### Extracted records
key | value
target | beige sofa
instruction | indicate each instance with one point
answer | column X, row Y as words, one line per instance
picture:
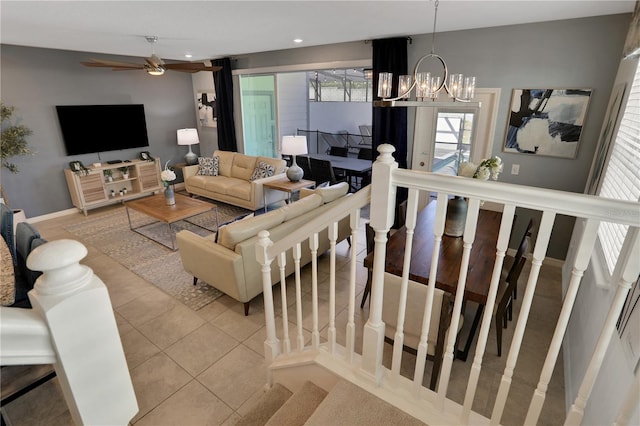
column 233, row 184
column 230, row 265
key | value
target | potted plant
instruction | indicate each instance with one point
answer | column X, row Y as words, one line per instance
column 125, row 172
column 13, row 142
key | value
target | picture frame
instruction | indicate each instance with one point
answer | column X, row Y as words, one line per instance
column 78, row 168
column 607, row 133
column 206, row 107
column 145, row 156
column 546, row 122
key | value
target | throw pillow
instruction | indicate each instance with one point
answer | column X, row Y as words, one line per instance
column 208, row 166
column 7, row 277
column 222, row 225
column 262, row 170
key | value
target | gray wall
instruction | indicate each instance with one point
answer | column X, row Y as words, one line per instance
column 587, row 318
column 572, row 53
column 578, row 53
column 36, row 80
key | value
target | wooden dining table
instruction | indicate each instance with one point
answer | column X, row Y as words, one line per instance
column 481, row 260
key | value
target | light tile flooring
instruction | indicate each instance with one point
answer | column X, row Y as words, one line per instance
column 207, row 367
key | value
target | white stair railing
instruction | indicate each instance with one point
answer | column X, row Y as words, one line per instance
column 367, row 369
column 72, row 326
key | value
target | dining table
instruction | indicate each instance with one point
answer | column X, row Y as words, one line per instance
column 352, row 166
column 482, row 258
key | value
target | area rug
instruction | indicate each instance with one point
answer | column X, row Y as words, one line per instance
column 156, row 263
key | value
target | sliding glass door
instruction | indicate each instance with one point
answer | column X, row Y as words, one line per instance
column 258, row 97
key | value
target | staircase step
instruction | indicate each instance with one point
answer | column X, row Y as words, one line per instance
column 266, row 407
column 349, row 405
column 297, row 410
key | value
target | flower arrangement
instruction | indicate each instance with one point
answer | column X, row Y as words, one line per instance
column 488, row 168
column 167, row 175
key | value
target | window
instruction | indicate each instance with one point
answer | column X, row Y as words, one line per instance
column 454, row 133
column 339, row 85
column 621, row 179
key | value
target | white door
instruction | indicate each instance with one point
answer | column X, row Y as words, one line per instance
column 445, row 136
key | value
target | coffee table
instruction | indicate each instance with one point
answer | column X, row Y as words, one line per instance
column 285, row 185
column 184, row 208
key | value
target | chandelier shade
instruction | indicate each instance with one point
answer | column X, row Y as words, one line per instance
column 426, row 86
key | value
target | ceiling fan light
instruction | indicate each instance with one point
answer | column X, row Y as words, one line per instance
column 155, row 71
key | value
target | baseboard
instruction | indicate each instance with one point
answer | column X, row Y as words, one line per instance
column 53, row 215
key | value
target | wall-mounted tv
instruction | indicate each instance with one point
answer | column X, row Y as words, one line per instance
column 98, row 128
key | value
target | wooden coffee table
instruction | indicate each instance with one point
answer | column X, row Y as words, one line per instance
column 184, row 208
column 285, row 185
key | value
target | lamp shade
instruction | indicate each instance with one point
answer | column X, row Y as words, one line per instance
column 294, row 145
column 188, row 137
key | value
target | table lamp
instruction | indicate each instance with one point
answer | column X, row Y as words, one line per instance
column 189, row 137
column 294, row 145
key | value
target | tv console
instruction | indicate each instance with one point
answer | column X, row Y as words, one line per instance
column 107, row 184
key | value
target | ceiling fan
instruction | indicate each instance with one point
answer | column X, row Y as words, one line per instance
column 153, row 65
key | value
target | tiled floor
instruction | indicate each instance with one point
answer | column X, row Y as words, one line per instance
column 207, row 367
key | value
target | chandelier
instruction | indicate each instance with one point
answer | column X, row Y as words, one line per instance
column 427, row 86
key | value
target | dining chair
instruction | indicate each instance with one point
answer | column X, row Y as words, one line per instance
column 365, row 177
column 339, row 151
column 415, row 307
column 503, row 310
column 303, row 163
column 322, row 171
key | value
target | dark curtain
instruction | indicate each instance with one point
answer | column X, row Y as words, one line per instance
column 224, row 105
column 390, row 124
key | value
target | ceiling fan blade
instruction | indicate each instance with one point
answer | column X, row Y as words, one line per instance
column 112, row 64
column 191, row 67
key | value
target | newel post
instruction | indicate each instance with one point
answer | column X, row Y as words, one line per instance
column 383, row 196
column 90, row 362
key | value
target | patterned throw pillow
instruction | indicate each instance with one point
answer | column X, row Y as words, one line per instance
column 208, row 166
column 262, row 170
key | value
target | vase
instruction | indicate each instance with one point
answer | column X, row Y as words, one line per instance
column 456, row 217
column 169, row 196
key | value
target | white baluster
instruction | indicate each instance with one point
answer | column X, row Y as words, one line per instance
column 539, row 252
column 627, row 269
column 282, row 264
column 438, row 230
column 315, row 333
column 297, row 252
column 331, row 331
column 271, row 344
column 398, row 341
column 508, row 214
column 75, row 305
column 580, row 265
column 468, row 237
column 351, row 328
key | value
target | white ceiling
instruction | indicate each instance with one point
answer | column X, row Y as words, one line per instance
column 212, row 29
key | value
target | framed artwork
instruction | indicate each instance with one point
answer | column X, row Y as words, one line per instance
column 546, row 122
column 207, row 108
column 606, row 135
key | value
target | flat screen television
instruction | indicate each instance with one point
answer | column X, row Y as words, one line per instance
column 98, row 128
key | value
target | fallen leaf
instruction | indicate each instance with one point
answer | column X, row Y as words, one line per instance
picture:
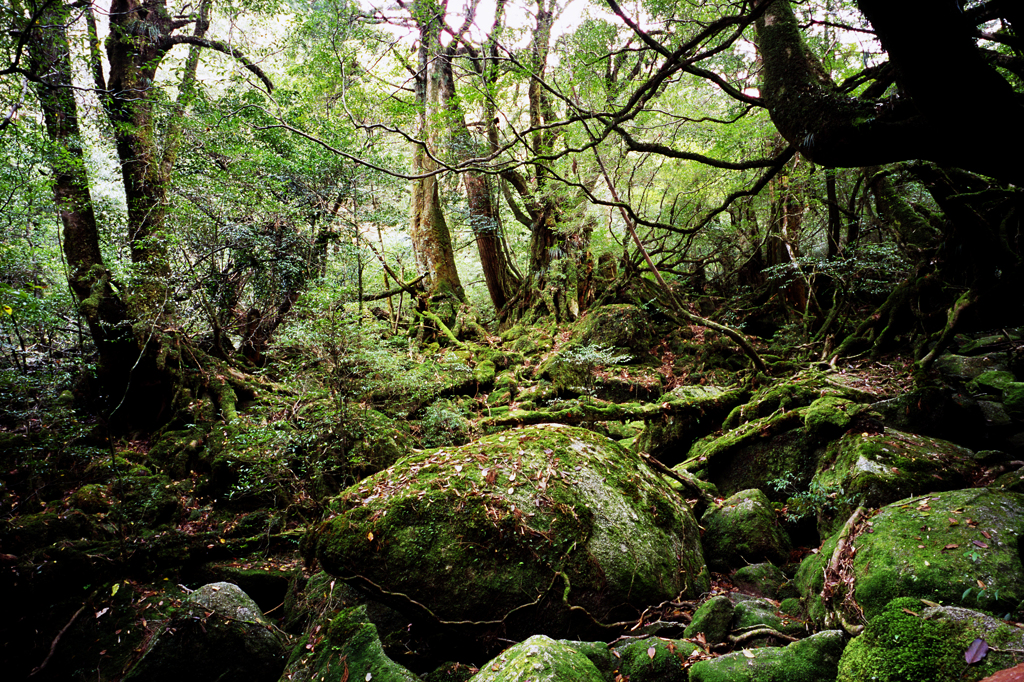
######
Scan the entries above for the word "pillow" and collect each line holding it.

target | throw pillow
target | patterned throw pillow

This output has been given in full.